## [Source excerpt]
* BEGIN *

# 15% all around!



## danimal (Oct 4, 2011)

Just finished get my tint done. This makes the car look so good! Wish I would have done it sooner!


Sent from my Autoguide iPhone app


----------



## JMORIN (Jun 2, 2012)

Looks real good with the black!


----------



## NYCruze2012 (Jan 16, 2012)

Your Cruze is looking mighty sharp!

Sent from my DROID3


----------



## danimal (Oct 4, 2011)

Thanks! Got to love the all black!


Sent from my Autoguide iPhone app


----------



## bh04 (Aug 5, 2011)

Looks great! Black windows with a black car. Always a favorite


----------



## ErikBEggs (Aug 20, 2011)

Looks great. Tint looks really nice on the Cruze. Pity most can't get away with going that dark...


----------



## Vetterin (Mar 27, 2011)

ErikBEggs said:


> Looks great. Tint looks really nice on the Cruze. Pity most can't get away with going that dark...


+1. I had to go 35% cause I wouldn't even chance 20%....although I really wanted to.


----------



## gman19 (Apr 5, 2011)

Love it! Looks real sharp on that black!


----------



## danimal (Oct 4, 2011)

Thanks! It's proved itself to be real nice when it was 97 yesterday!


Sent from my Autoguide iPhone app


----------



## susan421 (Apr 17, 2012)

OMG black tint look great, now you can see your face in it ................


----------



## myselfalex (Jun 13, 2012)

****, that is one helluva clean look with the all black then the blinging rims below.


----------



## susan421 (Apr 17, 2012)

*Cruze in Black*

cruze in all black. Luv it. Have you taken a pic in its reflection? That’s the best part of a blackky. Cool work though!


----------

* END *

## [Work to complete]
1 - In the forum thread, what tint percentage did Vetterin end up choosing?
2 - Please reproduce the part of the forum thread starting at "Just finished get" and ending at "with the black!".
3 - According to the forum thread, why did Vetterin go with 35% tint instead of something darker?

## [Raw records]
* BEGIN *

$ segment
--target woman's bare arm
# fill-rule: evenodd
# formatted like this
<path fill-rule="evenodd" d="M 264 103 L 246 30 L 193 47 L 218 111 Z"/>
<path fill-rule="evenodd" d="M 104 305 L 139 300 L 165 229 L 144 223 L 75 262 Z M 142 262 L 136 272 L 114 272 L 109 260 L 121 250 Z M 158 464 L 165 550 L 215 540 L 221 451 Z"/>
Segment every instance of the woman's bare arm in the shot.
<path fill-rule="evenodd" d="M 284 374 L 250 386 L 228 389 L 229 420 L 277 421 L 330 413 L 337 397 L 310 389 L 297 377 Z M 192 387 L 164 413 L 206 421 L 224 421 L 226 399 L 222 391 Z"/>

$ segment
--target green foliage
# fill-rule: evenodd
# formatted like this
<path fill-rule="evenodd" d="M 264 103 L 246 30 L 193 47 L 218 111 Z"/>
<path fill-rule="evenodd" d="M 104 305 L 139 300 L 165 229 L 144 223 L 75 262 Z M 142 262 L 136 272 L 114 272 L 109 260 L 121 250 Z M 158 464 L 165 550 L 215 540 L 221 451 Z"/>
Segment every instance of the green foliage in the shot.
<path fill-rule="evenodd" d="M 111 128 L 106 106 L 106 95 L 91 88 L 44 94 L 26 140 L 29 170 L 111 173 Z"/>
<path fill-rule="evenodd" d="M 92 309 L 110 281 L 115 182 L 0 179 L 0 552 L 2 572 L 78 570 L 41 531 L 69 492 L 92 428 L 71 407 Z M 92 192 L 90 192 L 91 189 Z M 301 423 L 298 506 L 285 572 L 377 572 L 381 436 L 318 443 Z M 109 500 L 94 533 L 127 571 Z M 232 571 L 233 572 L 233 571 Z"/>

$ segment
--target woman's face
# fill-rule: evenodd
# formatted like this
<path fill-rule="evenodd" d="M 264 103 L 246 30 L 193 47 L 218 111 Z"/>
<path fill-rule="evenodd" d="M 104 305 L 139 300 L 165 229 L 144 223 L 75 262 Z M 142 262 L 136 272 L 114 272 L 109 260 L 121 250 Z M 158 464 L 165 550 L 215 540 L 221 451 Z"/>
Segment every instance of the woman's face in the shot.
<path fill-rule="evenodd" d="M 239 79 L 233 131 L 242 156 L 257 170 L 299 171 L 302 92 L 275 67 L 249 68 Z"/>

* END *

## [Solutions to the problems]
1 - 35%.

2 -
Just finished get my tint done. This makes the car look so good! Wish I would have done it sooner!


Sent from my Autoguide iPhone app


----------



## JMORIN (Jun 2, 2012)

Looks real good with the black!

3 - Vetterin went with 35% because Vetterin wouldn't even chance 20%, although Vetterin really wanted to.